§ About this task: For the material below, return exactly the lines starting at the line containing "overcast sky in the photograph above." and ending at the line containing "texture in the photograph above.", both ends included, and no others.

Top of Data for this task

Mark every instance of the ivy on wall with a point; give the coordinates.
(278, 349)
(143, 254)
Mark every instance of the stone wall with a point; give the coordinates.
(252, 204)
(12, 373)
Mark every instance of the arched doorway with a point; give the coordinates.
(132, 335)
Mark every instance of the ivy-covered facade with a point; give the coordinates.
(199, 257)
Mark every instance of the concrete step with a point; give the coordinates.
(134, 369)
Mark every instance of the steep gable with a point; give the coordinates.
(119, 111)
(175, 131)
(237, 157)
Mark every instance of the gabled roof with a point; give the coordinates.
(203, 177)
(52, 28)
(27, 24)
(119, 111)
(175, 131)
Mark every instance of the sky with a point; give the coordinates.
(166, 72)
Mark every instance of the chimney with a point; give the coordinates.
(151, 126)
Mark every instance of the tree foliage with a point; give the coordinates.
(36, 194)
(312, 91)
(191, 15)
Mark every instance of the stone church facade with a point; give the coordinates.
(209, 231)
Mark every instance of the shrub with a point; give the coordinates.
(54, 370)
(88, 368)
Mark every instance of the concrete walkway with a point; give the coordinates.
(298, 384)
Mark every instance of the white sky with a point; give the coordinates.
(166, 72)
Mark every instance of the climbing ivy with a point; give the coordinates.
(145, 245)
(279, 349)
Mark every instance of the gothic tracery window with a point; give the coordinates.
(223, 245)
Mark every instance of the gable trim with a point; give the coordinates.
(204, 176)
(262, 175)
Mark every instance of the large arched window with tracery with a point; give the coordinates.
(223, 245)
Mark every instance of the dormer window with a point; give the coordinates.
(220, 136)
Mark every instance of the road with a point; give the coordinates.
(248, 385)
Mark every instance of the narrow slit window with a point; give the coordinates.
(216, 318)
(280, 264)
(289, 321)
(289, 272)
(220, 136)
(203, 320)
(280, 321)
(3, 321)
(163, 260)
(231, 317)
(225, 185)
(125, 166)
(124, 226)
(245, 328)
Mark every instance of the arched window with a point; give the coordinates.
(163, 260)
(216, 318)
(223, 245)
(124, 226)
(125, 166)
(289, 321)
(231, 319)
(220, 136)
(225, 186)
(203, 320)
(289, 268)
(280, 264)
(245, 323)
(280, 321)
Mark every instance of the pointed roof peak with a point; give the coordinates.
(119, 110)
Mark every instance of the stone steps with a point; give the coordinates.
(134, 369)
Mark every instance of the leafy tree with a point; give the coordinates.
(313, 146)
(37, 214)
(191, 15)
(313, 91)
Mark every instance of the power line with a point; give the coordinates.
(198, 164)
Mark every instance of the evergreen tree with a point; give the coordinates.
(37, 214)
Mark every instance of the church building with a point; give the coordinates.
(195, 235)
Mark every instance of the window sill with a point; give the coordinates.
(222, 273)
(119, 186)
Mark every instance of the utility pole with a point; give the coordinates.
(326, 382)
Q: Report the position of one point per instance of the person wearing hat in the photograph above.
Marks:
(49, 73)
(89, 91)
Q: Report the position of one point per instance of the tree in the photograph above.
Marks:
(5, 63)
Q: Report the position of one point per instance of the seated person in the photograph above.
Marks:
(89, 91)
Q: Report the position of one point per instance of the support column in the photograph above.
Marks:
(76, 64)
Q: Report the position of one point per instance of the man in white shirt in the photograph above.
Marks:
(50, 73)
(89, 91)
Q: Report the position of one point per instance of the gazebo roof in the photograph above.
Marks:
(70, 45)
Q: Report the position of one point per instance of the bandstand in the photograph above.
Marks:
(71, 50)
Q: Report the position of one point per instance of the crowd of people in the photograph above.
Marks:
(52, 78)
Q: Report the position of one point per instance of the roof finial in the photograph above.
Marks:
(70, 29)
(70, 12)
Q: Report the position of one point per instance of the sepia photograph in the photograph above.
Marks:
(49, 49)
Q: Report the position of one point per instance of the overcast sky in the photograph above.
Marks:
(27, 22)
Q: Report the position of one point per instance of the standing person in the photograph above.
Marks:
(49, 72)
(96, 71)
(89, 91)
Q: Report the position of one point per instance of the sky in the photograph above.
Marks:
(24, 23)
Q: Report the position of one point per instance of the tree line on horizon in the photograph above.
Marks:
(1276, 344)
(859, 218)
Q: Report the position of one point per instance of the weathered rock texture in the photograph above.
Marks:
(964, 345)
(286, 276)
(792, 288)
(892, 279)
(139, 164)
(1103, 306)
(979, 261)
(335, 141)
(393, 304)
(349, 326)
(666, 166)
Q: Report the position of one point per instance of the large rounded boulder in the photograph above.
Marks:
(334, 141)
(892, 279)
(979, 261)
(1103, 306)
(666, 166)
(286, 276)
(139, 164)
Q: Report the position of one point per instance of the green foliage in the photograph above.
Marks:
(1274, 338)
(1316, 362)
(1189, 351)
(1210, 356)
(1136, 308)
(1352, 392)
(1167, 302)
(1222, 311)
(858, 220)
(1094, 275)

Bottom of Data for this task

§ Exercise response:
Q: Report the position of one point per instance of the overcast sky in the photograph above.
Marks:
(27, 22)
Q: Report the position of one point per instance of the standing person in the photograph above.
Marks:
(49, 72)
(96, 71)
(89, 91)
Q: Report the position of one point per instance of the sky in the photograph above.
Marks:
(24, 23)
Q: Report the position of one point per instance of the tree line on horizon in the photograph above.
Marks:
(1276, 344)
(859, 218)
Q: Report the position of one point per instance of the weathered rock texture in the photograph above.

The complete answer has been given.